THE TASK -> Repeat exactly the lines from the line containing "Check that each instance of the person" through the last line of the records below, inclusive, and nothing else.

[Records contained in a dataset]
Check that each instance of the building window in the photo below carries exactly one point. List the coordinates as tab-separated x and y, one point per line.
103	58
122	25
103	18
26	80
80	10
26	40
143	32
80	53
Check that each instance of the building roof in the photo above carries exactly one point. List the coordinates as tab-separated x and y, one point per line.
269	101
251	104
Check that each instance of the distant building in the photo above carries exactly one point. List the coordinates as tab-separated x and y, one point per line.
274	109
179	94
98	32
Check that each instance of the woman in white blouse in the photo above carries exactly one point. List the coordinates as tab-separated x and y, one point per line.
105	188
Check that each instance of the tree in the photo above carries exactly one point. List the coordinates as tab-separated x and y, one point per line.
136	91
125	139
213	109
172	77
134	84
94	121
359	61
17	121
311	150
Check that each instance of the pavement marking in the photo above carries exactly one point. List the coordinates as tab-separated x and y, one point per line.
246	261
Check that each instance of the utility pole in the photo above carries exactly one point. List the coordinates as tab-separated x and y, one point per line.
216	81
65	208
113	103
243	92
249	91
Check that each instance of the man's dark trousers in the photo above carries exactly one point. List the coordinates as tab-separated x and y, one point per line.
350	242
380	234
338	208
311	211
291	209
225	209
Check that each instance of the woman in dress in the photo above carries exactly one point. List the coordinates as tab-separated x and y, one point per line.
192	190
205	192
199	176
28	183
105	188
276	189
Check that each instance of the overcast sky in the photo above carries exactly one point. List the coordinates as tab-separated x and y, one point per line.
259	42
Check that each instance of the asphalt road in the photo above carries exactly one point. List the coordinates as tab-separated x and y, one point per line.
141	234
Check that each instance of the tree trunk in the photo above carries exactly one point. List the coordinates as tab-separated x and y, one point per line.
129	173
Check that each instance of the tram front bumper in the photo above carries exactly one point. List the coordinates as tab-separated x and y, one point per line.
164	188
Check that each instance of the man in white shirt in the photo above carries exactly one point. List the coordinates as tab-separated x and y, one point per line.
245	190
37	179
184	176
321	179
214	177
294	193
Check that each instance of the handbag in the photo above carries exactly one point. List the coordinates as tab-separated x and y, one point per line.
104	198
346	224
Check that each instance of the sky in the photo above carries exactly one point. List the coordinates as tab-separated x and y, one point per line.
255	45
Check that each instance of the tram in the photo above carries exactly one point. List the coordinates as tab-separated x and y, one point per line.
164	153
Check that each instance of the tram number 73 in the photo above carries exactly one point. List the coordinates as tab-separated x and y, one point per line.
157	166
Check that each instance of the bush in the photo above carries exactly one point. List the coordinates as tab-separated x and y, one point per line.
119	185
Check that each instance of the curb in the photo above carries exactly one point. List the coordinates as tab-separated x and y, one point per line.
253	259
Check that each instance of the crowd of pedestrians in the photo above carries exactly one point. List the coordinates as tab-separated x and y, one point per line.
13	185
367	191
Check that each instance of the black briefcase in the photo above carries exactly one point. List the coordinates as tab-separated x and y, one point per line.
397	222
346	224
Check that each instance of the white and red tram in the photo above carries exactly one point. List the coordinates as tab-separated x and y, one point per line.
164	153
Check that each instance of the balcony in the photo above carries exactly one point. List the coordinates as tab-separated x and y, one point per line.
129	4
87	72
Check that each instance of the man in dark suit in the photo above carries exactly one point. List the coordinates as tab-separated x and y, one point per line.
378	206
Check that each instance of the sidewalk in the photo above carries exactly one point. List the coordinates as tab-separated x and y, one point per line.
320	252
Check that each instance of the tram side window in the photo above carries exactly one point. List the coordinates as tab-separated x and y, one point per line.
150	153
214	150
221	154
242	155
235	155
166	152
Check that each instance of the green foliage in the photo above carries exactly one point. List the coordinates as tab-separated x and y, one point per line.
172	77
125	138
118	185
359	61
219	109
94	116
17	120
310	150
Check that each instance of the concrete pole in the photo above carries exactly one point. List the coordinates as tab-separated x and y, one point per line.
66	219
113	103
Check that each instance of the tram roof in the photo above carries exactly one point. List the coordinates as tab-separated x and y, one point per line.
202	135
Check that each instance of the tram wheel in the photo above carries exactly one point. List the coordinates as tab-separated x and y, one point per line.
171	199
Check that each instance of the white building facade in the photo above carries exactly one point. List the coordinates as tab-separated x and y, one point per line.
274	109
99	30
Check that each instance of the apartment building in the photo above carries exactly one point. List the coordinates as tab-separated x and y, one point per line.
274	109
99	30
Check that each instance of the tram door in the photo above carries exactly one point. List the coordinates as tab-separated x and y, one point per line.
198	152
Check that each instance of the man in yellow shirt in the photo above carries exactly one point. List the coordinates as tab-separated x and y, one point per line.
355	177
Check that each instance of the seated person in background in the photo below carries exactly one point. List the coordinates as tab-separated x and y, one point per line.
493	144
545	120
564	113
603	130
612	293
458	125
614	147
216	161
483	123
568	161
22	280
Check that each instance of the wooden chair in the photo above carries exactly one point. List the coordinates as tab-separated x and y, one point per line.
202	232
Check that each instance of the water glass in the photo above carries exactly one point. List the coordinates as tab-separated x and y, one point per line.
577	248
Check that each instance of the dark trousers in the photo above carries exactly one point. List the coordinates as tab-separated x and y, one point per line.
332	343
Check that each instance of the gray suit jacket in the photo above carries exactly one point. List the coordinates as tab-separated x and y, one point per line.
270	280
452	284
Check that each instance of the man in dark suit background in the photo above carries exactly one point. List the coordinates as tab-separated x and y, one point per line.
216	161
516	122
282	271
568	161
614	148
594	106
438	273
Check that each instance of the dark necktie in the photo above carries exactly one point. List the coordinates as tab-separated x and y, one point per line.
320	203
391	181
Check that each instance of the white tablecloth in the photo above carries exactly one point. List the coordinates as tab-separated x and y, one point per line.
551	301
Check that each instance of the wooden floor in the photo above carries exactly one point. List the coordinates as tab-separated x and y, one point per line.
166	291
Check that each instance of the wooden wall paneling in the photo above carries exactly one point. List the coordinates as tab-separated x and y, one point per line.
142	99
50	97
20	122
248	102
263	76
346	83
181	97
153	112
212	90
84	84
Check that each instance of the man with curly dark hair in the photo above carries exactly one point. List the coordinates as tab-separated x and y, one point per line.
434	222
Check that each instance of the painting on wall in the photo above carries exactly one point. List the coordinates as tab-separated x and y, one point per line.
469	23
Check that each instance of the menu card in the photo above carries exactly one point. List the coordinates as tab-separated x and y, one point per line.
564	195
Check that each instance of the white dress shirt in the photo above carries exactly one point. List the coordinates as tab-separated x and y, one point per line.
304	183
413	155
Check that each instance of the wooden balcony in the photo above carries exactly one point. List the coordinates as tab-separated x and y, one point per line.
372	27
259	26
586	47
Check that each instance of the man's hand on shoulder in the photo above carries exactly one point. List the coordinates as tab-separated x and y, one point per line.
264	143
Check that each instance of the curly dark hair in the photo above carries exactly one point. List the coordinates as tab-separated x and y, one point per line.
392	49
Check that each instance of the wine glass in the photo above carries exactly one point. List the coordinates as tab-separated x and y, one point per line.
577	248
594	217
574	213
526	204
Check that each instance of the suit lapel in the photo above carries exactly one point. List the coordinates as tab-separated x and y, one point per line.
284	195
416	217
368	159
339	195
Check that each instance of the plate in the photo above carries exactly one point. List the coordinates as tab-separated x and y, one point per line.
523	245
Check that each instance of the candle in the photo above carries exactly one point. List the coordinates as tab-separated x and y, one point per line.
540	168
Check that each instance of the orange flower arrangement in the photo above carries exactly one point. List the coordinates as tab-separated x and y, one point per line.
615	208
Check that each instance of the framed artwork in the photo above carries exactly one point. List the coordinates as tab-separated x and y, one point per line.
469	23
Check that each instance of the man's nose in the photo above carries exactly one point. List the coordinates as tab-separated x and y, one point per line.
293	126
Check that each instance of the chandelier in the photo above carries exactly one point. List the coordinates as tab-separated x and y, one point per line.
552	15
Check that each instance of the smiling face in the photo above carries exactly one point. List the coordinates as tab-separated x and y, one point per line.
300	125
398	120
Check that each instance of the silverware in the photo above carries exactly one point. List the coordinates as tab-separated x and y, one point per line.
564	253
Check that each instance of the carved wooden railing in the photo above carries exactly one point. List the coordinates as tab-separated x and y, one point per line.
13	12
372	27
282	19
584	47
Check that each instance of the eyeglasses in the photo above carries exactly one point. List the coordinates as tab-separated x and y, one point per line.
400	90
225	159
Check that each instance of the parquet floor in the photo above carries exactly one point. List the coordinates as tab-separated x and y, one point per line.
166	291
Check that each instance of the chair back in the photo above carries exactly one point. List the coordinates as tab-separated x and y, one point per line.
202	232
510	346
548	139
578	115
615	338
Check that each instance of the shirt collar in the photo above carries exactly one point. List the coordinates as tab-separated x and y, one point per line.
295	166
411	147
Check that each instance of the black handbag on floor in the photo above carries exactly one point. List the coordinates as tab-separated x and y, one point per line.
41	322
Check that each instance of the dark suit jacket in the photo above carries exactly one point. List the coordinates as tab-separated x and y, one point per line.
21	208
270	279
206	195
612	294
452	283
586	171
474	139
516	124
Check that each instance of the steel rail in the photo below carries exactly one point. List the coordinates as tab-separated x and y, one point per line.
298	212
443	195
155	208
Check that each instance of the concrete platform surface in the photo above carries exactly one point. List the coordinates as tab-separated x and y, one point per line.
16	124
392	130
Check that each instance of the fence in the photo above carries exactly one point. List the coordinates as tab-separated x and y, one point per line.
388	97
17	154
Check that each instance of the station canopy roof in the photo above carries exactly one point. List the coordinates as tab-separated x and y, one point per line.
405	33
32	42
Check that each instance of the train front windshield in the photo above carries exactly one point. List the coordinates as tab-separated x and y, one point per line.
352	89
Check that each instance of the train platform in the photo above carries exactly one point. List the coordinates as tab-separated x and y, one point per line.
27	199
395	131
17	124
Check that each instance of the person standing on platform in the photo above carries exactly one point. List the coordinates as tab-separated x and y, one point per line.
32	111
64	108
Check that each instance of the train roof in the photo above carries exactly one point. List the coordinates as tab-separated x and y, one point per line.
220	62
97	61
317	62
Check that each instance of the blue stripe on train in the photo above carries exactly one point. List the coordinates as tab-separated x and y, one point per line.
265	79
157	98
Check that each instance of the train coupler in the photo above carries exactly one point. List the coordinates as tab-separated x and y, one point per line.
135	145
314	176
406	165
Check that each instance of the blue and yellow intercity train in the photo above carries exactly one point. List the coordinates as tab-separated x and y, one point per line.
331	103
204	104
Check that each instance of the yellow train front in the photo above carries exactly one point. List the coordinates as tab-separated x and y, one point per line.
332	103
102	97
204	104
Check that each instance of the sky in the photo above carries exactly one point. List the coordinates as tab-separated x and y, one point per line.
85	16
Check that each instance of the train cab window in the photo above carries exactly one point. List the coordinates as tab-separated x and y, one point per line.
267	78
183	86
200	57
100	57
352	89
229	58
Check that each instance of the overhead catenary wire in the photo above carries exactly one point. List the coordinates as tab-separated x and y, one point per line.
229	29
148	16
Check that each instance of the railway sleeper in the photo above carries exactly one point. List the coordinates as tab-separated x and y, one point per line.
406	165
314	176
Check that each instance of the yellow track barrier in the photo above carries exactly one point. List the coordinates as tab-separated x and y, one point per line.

COMPLETED TASK ->
Check that each instance of the person standing on platform in the photo above carries exactly one point. List the coordinates as tab-separated x and y, one point per line.
32	111
64	108
Check that each instance of the train roof in the photo above carries exactly one point. List the coordinates as tab-separated x and y, one point per line.
220	62
97	61
317	62
Check that each instance of the blue stripe on train in the photo above carries exactly one point. List the coordinates as tab-separated x and y, one point per line.
265	79
157	98
Check that each instance of the train coupler in the photo above carries exactly one point. List the coordinates as tab-separated x and y, one point per line.
135	145
314	176
406	165
Check that each instance of the blue and yellow intercity train in the photo above carries exactly one point. List the coordinates as tab-separated x and y, one point per line.
331	103
204	104
Check that each instance of the yellow train front in the photo above carries exactly one point. List the coordinates as tab-separated x and y, one point per line.
332	103
102	97
204	104
Check that each instance of the sky in the photo above carries exactly one point. List the coordinates as tab-separated x and y, one point per line.
85	16
Check that each instance of the train cab window in the photo above carries exactly one point. List the coordinates as tab-separated x and y, one point per line.
267	78
183	86
200	57
100	57
352	89
229	58
Check that each instance of the overhead catenary wire in the photo above carries exactly one point. List the coordinates as tab-separated x and y, one point per line.
229	29
148	16
Check that each instance of the railway sleeper in the photo above carries exactly one point. List the coordinates as tab-separated x and y, one point per line.
406	165
314	176
Check that each instance of the yellow track barrier in the photo above carries exactly one point. List the coordinates as tab-separated x and y, one point per line.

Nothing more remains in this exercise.